- [Input]

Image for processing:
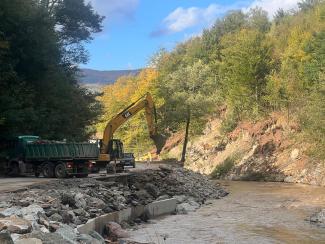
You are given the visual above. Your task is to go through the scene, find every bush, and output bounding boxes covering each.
[220,115,237,134]
[211,157,235,179]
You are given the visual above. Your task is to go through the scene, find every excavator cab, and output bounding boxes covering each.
[108,139,124,160]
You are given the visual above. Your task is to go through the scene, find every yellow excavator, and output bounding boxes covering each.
[97,93,164,172]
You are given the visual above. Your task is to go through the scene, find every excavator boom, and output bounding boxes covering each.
[101,93,157,154]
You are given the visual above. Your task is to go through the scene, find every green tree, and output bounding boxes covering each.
[300,31,325,159]
[159,61,216,162]
[0,0,100,140]
[220,29,271,118]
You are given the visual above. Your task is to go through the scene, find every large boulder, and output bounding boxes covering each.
[0,206,21,217]
[18,204,45,222]
[0,230,14,244]
[0,216,32,234]
[74,192,87,208]
[310,209,325,226]
[15,238,43,244]
[106,222,129,240]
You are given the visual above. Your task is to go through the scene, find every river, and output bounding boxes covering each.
[125,181,325,244]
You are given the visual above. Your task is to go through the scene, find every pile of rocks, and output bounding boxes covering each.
[310,209,325,227]
[129,166,228,213]
[0,167,227,243]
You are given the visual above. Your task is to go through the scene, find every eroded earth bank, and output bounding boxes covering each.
[0,166,228,244]
[125,181,325,244]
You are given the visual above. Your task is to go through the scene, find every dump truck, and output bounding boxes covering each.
[0,135,99,178]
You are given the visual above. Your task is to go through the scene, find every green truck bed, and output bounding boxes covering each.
[24,143,99,161]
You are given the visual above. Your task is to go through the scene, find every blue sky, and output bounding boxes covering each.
[82,0,298,70]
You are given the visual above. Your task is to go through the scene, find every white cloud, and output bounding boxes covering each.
[151,4,225,36]
[244,0,300,18]
[86,0,139,19]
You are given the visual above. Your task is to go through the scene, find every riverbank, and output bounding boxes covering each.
[124,181,325,244]
[0,165,228,243]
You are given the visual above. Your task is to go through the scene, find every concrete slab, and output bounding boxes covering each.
[77,198,177,234]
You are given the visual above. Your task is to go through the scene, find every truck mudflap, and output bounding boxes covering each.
[66,162,89,177]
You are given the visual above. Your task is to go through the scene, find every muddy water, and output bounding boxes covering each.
[130,182,325,244]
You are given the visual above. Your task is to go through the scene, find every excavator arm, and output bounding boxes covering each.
[101,93,157,154]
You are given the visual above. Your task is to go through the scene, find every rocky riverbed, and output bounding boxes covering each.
[0,166,227,243]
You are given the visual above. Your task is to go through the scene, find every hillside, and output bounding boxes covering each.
[80,69,141,85]
[161,112,325,186]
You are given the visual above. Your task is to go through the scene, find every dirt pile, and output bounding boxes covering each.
[0,166,227,243]
[162,112,325,185]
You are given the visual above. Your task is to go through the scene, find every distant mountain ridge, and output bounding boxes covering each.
[79,69,141,85]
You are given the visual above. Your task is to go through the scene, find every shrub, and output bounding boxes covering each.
[211,157,235,179]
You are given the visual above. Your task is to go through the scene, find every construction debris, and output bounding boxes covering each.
[0,167,227,243]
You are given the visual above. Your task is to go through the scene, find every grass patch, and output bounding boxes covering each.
[211,157,236,179]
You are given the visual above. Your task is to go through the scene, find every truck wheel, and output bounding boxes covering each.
[54,163,67,178]
[76,174,88,178]
[42,162,54,178]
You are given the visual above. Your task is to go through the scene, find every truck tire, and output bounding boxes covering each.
[76,174,88,178]
[54,163,67,178]
[42,162,54,178]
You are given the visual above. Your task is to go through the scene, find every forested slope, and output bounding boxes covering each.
[0,0,103,140]
[98,0,325,162]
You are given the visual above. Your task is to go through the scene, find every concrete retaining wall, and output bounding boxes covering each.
[77,198,176,234]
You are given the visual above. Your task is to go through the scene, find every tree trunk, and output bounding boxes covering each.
[181,110,191,163]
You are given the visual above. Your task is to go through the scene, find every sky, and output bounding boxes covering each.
[82,0,299,70]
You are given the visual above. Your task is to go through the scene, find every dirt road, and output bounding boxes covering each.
[0,177,55,193]
[0,162,159,193]
[125,182,325,244]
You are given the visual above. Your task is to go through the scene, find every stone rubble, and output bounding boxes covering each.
[309,209,325,227]
[0,166,227,243]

- [Stated exercise] Go through all of the data above and switch every "bounding boxes" to "rectangles", keeping everything else unchanged. Leave the pictures out of your output.

- [Answer below]
Image for processing:
You are given the visual above. Your task is to go through the scene, find every bush, and output rectangles covering each.
[220,115,237,134]
[211,157,235,179]
You are given the visual above. Your task is to go through the scene, find every excavator cab, and output rectangles covering each.
[108,139,124,160]
You are given the visual above. Your task is to go through the scene, find every yellow excavator, and output rectangles covering each.
[97,93,164,172]
You are given the visual above. Your task is to go through the scene, find every excavator boom, and output rectangles covering each.
[101,93,157,154]
You are given the visual above. Your task is to go through the scene, find every green tree, and output rectangles covering each.
[300,31,325,159]
[159,61,216,162]
[0,0,100,140]
[220,29,271,118]
You are given the visual above. Your task is to go through the scene, find every large boulder, and output rectangles covering each.
[0,206,21,217]
[18,204,45,222]
[0,230,14,244]
[0,216,32,234]
[74,192,87,208]
[310,209,325,226]
[15,238,43,244]
[106,222,129,240]
You are given the visual above. Your task is to go through the scene, find every river, and output rectangles covering each.
[125,181,325,244]
You are given the visual above. Your task is to go through the scene, find every pile of rocks, and output rectangles covering each.
[310,209,325,227]
[129,166,228,213]
[0,167,227,243]
You are given the visual above. Your task is to go through the scene, find every eroded earth bank, and output rectangles covering each.
[0,166,228,244]
[125,181,325,244]
You are given the visual above. Your task is to go through the scene, find every dump truck, and output rectangles covering each.
[0,135,99,178]
You are given the visual above. Your task is to go through the scene, find every green truck bed, and output rectangles covering each.
[24,143,99,161]
You are given the visual above. Your task is to go through the scene, find every blue sky, and output rectangles covering each.
[82,0,298,70]
You are given the visual above. Your task is to go through the scene, find every white cloud, and output rectangles covering each.
[151,4,225,36]
[244,0,300,18]
[86,0,139,19]
You are given the visual above. Your task is to go through the scene, find every riverbank, and output rectangles covering each.
[124,181,325,244]
[0,165,228,243]
You are given the visual above. Your task is to go through the scene, find every concrete slab, and output rectangles covering each.
[77,198,177,234]
You are given the visual above. Your task is to go through the scene, find every truck mudflap, and output rectangles covering each.
[66,162,89,177]
You are given the visual above. Your task is to go through the scene, find every muddy water, and output rectangles covering each.
[130,182,325,244]
You are given the visual above. Your task is to go through the scene, find every excavator arm, and output rectangles covering each.
[101,93,157,154]
You are given the visual above. Your task is to go through the scene, find every rocky riverbed, and output rectangles covering each.
[0,166,227,243]
You are given the visual above. Your task is to go through the scene, find every hillside, and output rectangles covering each.
[80,69,141,85]
[161,112,325,186]
You are given the visual above. Your task is to go through the scene, find every dirt pile, and output rectangles covering each.
[0,166,227,243]
[162,112,325,185]
You are given the visual above. Your task is to go through the scene, find every distant mountain ridge, and output rectangles covering each.
[79,69,141,85]
You are given the visual above. Your task is to go through the scene, find every shrub, and output rectangles covering each.
[211,157,235,179]
You are given the visual above. Your task is to go through the scene, find every construction debris, and output rectangles covering each.
[0,167,227,243]
You are given the visual above. Your task is to go through the scene, find every grass patch, and output rectangles covering each.
[211,157,236,179]
You are given the visual above. Your task is to go through the scene, find every truck wheel, and output rectangles covering each.
[54,163,67,178]
[76,174,88,178]
[42,162,54,178]
You are given the visual above. Your task is to go through the scene, find every truck tire, and output rectangles covering each.
[76,174,88,178]
[54,163,67,178]
[42,162,54,178]
You are given the visual above. Your task is to go through the scene, find every forested slope, and output rectangles covering each.
[0,0,103,140]
[98,0,325,162]
You are given the visual above. Your task is to go through the scene, find every concrete retaining wall, and output rectangles covering each.
[77,198,176,234]
You are given the visual above. Your task is to go through the scene, find every tree trunk, and output rectangles covering each.
[181,110,191,163]
You are given the visual above. Your task is to go through the scene, find every sky, and output rectangles covering each.
[82,0,299,70]
You are given the visual above. Your task is to go through the scene, find every dirt road, and output rectangles covering each.
[0,177,55,193]
[0,162,159,193]
[125,182,325,244]
You are given the visual above. Your task is to go through the scene, find every stone rubble, and output rectangles covering each.
[309,209,325,227]
[0,166,227,243]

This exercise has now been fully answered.